> [DATA FOR PROCESSING]:
....

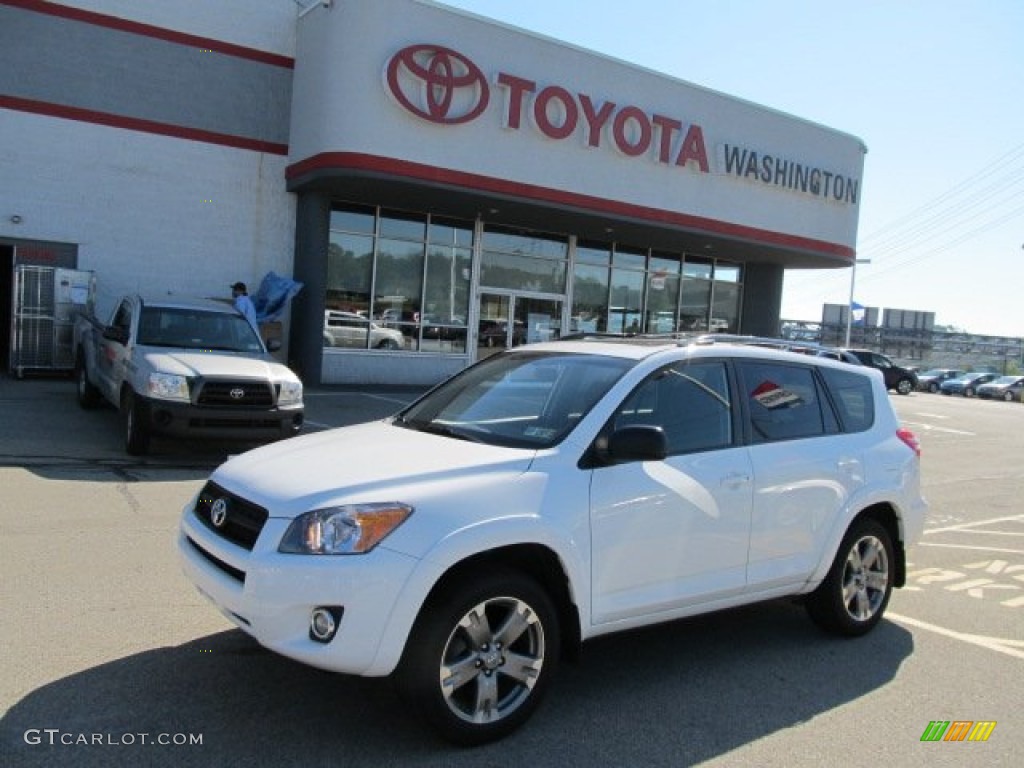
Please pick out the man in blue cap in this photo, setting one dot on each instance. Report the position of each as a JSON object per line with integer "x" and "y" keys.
{"x": 244, "y": 304}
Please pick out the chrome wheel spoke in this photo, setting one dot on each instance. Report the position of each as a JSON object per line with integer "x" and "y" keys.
{"x": 523, "y": 670}
{"x": 456, "y": 675}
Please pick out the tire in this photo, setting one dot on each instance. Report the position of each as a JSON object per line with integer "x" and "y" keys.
{"x": 88, "y": 396}
{"x": 136, "y": 430}
{"x": 456, "y": 672}
{"x": 853, "y": 596}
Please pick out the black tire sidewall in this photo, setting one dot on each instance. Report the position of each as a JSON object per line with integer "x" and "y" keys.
{"x": 825, "y": 604}
{"x": 417, "y": 675}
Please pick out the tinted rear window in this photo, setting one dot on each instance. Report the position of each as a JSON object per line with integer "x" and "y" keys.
{"x": 853, "y": 397}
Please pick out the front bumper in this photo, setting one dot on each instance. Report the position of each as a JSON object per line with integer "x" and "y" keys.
{"x": 243, "y": 423}
{"x": 270, "y": 596}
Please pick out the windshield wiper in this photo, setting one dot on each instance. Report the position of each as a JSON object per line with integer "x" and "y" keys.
{"x": 433, "y": 427}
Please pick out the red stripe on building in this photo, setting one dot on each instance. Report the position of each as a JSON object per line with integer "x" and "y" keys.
{"x": 136, "y": 28}
{"x": 137, "y": 124}
{"x": 406, "y": 169}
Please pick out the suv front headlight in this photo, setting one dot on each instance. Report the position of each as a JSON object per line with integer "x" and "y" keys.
{"x": 349, "y": 529}
{"x": 168, "y": 387}
{"x": 291, "y": 393}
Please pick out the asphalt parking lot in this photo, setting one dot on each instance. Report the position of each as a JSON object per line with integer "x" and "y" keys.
{"x": 113, "y": 658}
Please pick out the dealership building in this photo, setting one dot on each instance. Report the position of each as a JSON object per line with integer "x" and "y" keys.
{"x": 442, "y": 185}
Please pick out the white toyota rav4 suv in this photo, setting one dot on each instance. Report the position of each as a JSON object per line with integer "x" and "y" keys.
{"x": 552, "y": 494}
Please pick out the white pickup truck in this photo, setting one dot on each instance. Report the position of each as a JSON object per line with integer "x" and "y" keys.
{"x": 184, "y": 368}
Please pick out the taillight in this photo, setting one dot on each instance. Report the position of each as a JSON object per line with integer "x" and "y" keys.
{"x": 909, "y": 438}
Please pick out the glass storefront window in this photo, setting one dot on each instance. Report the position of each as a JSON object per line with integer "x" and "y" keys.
{"x": 404, "y": 225}
{"x": 626, "y": 301}
{"x": 593, "y": 253}
{"x": 445, "y": 299}
{"x": 630, "y": 258}
{"x": 525, "y": 243}
{"x": 350, "y": 262}
{"x": 353, "y": 219}
{"x": 725, "y": 309}
{"x": 663, "y": 295}
{"x": 590, "y": 299}
{"x": 398, "y": 288}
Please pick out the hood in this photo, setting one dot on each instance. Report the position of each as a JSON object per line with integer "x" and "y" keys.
{"x": 219, "y": 365}
{"x": 374, "y": 462}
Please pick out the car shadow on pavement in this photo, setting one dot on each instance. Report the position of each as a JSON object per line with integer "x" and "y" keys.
{"x": 675, "y": 694}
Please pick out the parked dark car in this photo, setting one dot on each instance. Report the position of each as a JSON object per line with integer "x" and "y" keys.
{"x": 967, "y": 384}
{"x": 903, "y": 380}
{"x": 1005, "y": 388}
{"x": 931, "y": 381}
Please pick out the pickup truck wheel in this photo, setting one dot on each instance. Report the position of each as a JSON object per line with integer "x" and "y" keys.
{"x": 854, "y": 594}
{"x": 88, "y": 395}
{"x": 136, "y": 432}
{"x": 480, "y": 656}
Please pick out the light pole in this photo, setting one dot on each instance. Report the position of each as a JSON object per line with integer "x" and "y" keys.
{"x": 849, "y": 306}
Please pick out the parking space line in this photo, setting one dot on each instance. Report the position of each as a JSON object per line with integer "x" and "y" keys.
{"x": 968, "y": 525}
{"x": 931, "y": 428}
{"x": 1013, "y": 648}
{"x": 979, "y": 549}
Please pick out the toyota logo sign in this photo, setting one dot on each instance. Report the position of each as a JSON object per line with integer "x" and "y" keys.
{"x": 437, "y": 84}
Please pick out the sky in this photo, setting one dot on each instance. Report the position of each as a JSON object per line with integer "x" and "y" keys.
{"x": 934, "y": 88}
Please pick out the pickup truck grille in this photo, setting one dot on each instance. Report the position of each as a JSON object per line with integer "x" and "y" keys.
{"x": 236, "y": 393}
{"x": 240, "y": 521}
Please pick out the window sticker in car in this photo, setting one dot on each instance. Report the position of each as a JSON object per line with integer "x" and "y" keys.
{"x": 771, "y": 395}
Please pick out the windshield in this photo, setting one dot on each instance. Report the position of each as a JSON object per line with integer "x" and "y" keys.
{"x": 517, "y": 399}
{"x": 197, "y": 329}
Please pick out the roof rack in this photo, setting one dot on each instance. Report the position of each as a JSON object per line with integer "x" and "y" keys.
{"x": 682, "y": 337}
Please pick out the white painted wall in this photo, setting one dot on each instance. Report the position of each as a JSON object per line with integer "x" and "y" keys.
{"x": 341, "y": 104}
{"x": 150, "y": 213}
{"x": 264, "y": 25}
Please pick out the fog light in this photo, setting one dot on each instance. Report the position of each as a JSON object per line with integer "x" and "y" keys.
{"x": 324, "y": 623}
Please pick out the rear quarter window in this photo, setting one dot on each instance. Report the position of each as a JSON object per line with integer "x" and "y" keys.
{"x": 783, "y": 402}
{"x": 853, "y": 397}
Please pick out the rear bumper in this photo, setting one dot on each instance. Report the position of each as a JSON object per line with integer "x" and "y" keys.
{"x": 187, "y": 420}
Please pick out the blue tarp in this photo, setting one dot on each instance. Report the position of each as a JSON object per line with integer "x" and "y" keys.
{"x": 272, "y": 297}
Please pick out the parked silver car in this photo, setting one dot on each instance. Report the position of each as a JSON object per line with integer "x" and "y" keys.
{"x": 1005, "y": 388}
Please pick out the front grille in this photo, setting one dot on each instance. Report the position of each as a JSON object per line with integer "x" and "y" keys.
{"x": 240, "y": 521}
{"x": 208, "y": 423}
{"x": 229, "y": 569}
{"x": 236, "y": 393}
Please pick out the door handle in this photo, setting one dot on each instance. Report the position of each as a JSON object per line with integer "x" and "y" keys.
{"x": 735, "y": 479}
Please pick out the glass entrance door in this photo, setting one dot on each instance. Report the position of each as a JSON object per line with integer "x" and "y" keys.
{"x": 509, "y": 320}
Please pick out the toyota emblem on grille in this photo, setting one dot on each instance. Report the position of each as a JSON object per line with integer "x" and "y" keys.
{"x": 218, "y": 513}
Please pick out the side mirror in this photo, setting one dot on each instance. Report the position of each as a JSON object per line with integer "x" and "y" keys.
{"x": 637, "y": 443}
{"x": 114, "y": 333}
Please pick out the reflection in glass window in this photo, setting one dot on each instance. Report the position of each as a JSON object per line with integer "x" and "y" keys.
{"x": 522, "y": 272}
{"x": 590, "y": 299}
{"x": 353, "y": 219}
{"x": 399, "y": 292}
{"x": 349, "y": 271}
{"x": 626, "y": 300}
{"x": 690, "y": 401}
{"x": 663, "y": 295}
{"x": 783, "y": 401}
{"x": 404, "y": 225}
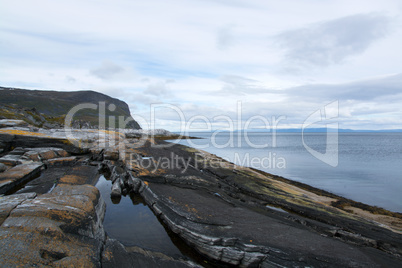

....

> [GOAL]: Output, verbatim, the lines from the one containing "Please pick out the glass entrance" through the end of the lines, including both ends. Omit the pictures.

> [EXERCISE RESULT]:
Please pick out the glass entrance door in this photo, setting one dot on each instance. Report the position of each as a JSON object per line with integer "x" and "y" keys.
{"x": 509, "y": 320}
Please pick out the toyota emblem on grille in this photo, setting one dot on each instance. Report the position of each as a JSON object per line with integer "x" and "y" keys.
{"x": 218, "y": 513}
Please pick out the side mirror in this photo, setting one dot on each instance. Report the position of each as a JSON object per line with integer "x" and "y" keys.
{"x": 637, "y": 443}
{"x": 114, "y": 333}
Please pick out the reflection in glass window in this photo, setting one dot on each instance. Report the position of each as a JSON object per line with integer "x" and "y" keys.
{"x": 522, "y": 272}
{"x": 590, "y": 299}
{"x": 353, "y": 219}
{"x": 399, "y": 292}
{"x": 349, "y": 271}
{"x": 626, "y": 300}
{"x": 690, "y": 401}
{"x": 663, "y": 295}
{"x": 783, "y": 401}
{"x": 404, "y": 225}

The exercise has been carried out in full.